Article
----

Judge Roman Martel was saddened this movie didn't contain training montages accompanied by a rocking '80s tune.
Tom Cruise (Mission: Impossible: III) wielding a katana makes his way onto Blu-ray.
The Last Samurai was one of those movies that never quite grabbed me. This is odd because I love samurai movies, I've enjoyed director Edward Zwick's (Glory) other films, and Ken Watanabe (Inception) always brings his A game to a movie. So, I figured it was time to give it another shot.
The story begins with American Civil War veteran Nathan Algren (Cruise) finding his life spiraling into oblivion. When he isn't drinking himself into a stupor, he is haunted by his role in the slaughter of a tribe of Native Americans.
He is offered a job by Colonel Bagley (Tony Goldwyn, Tarzan) to journey to Japan and aid in the training of the Japanese army in the use of rifles, cannons and other methods of modern warfare. Algren agrees because the pay is good and he hopes to leave his past behind him. Quicker than you can say Dances with Wolves Algren finds himself at the head of an unprepared army against a force of battle hardened samurai lead by the enigmatic Katsumoto (Watanabe). Algren's army is routed, and he is captured.
During his captivity he chats with Katsumoto and the two men learn more about their perspectives on life and war. Algren begins to find something spiritual about the way Katsumoto and his people live, and sees more ugliness in the modern world that the Emperor of Japan and his forces represent. It all builds to a climax where the way of the warrior faces down the way of the modern world. The only answers can be found in the blood of The Last Samurai.

----

Written request 1
Give the passage of the review of The Last Samurai again, starting at "The story begins" and ending at "he is captured.", and substitute "muskets" for "rifles".
Written request 2
Please rewrite the listing as a Markdown table, starting at the line that contains "find the brown" and ending at the line that contains "372, 195, 404, 242". Use a Row column numbering each line and a Line column holding its text, and leave out blank lines.

(Image entries on named regions)

----

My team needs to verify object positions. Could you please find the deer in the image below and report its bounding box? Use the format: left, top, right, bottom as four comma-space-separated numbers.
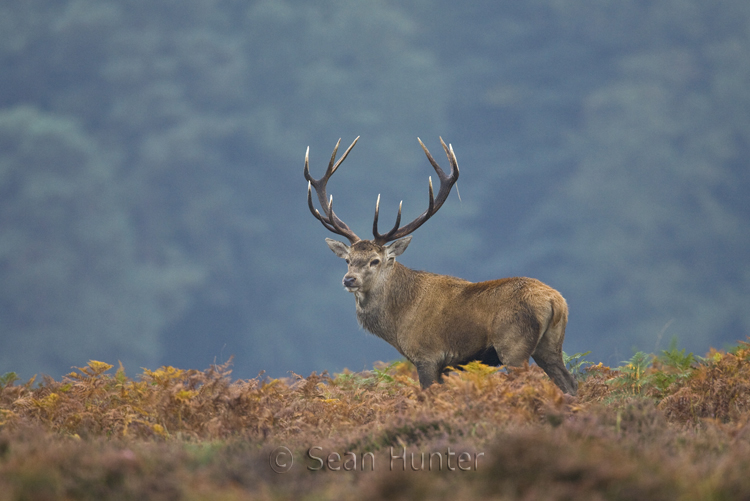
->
304, 136, 578, 395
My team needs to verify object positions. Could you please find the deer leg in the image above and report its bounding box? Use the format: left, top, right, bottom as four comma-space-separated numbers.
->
533, 353, 578, 395
414, 362, 441, 389
532, 329, 578, 395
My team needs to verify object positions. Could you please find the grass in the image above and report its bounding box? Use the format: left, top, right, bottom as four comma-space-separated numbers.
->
0, 342, 750, 500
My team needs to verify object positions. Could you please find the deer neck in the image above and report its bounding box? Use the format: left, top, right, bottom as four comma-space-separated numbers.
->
354, 262, 419, 349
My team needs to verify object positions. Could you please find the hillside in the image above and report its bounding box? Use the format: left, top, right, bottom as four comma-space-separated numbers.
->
0, 342, 750, 499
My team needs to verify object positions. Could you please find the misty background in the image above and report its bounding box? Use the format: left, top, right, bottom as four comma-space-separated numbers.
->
0, 0, 750, 378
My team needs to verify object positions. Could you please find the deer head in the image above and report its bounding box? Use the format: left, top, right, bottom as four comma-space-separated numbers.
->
305, 137, 459, 294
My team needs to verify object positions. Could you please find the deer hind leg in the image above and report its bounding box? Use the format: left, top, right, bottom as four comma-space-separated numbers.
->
414, 361, 443, 389
532, 316, 578, 395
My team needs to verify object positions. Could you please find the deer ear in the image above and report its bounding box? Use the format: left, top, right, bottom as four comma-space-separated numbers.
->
385, 235, 411, 257
326, 238, 349, 259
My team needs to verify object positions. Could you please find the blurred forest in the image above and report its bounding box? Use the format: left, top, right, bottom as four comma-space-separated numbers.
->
0, 0, 750, 377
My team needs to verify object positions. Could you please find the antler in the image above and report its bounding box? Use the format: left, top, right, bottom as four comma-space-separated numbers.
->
374, 137, 458, 245
305, 136, 364, 244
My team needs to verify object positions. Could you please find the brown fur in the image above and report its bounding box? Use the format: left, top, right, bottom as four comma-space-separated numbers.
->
326, 237, 578, 395
304, 137, 578, 395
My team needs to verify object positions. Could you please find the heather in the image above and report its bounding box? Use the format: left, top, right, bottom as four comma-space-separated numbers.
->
0, 342, 750, 499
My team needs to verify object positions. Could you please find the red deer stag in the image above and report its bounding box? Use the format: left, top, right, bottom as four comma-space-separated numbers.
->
305, 137, 578, 395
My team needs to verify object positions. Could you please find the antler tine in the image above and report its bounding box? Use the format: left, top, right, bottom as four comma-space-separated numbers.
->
304, 136, 360, 244
372, 137, 459, 245
372, 195, 404, 242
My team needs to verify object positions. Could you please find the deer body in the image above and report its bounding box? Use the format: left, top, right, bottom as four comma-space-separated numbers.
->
305, 140, 578, 395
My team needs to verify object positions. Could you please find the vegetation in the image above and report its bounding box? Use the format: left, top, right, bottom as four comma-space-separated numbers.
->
0, 342, 750, 500
0, 0, 750, 379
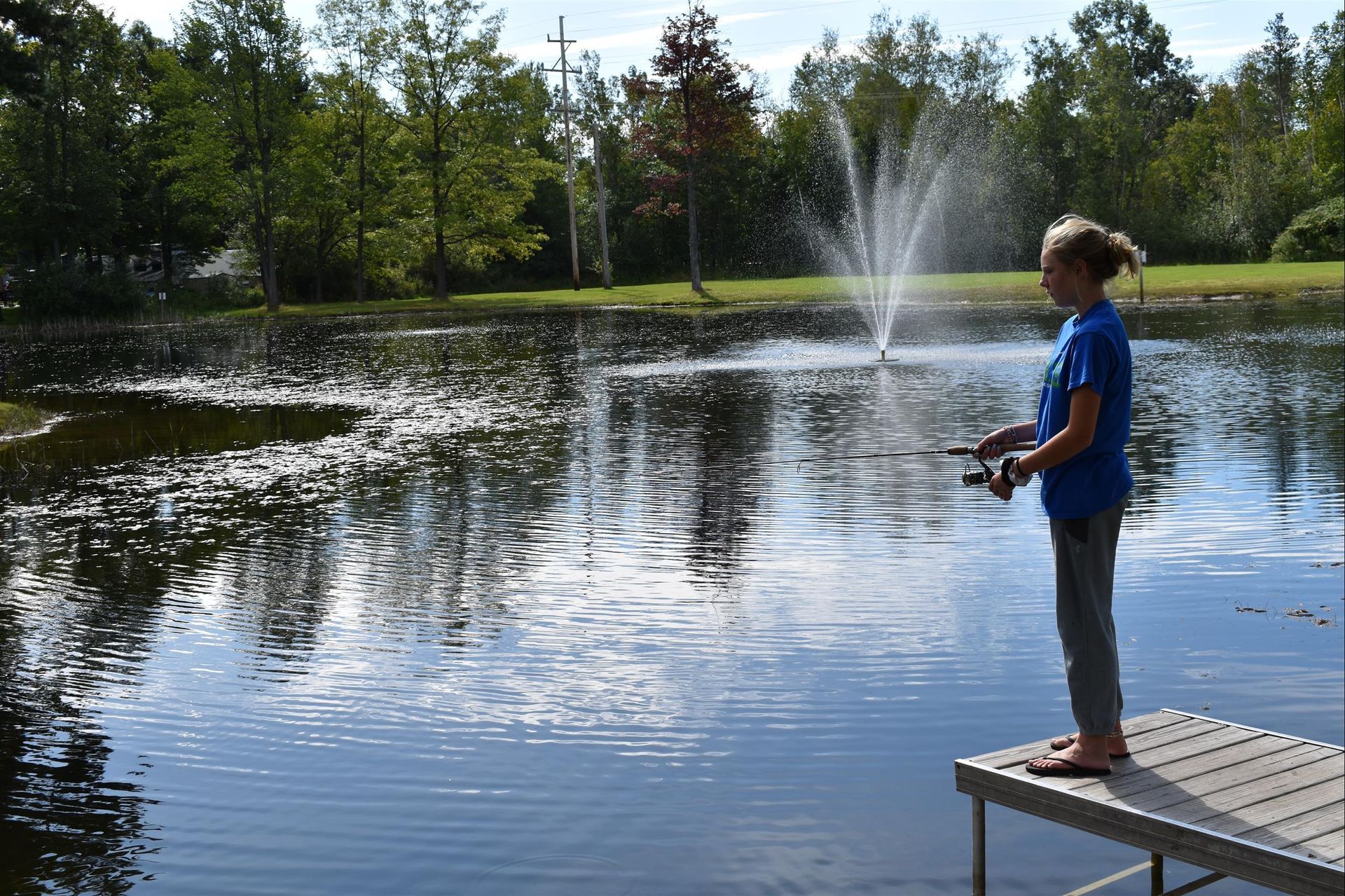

----

Expected output 1
The story begins with American Civil War veteran Nathan Algren (Cruise) finding his life spiraling into oblivion. When he isn't drinking himself into a stupor, he is haunted by his role in the slaughter of a tribe of Native Americans.
He is offered a job by Colonel Bagley (Tony Goldwyn, Tarzan) to journey to Japan and aid in the training of the Japanese army in the use of muskets, cannons and other methods of modern warfare. Algren agrees because the pay is good and he hopes to leave his past behind him. Quicker than you can say Dances with Wolves Algren finds himself at the head of an unprepared army against a force of battle hardened samurai lead by the enigmatic Katsumoto (Watanabe). Algren's army is routed, and he is captured.

Expected output 2
| Row | Line |
|---|---|
| 1 | My team needs to verify object positions. Could you please find the brown fur in the image above and report its bounding box? Use the format: left, top, right, bottom as four comma-space-separated numbers. |
| 2 | -> |
| 3 | 326, 237, 578, 395 |
| 4 | 304, 137, 578, 395 |
| 5 | My team needs to verify object positions. Could you please find the heather in the image above and report its bounding box? Use the format: left, top, right, bottom as four comma-space-separated numbers. |
| 6 | -> |
| 7 | 0, 342, 750, 499 |
| 8 | My team needs to verify object positions. Could you please find the red deer stag in the image above and report its bounding box? Use the format: left, top, right, bottom as four comma-space-separated numbers. |
| 9 | -> |
| 10 | 305, 137, 578, 395 |
| 11 | My team needs to verify object positions. Could you please find the antler tine in the image above and report its bounding box? Use the format: left, top, right, bottom as four comma-space-separated numbers. |
| 12 | -> |
| 13 | 304, 136, 360, 244 |
| 14 | 372, 137, 459, 245 |
| 15 | 372, 195, 404, 242 |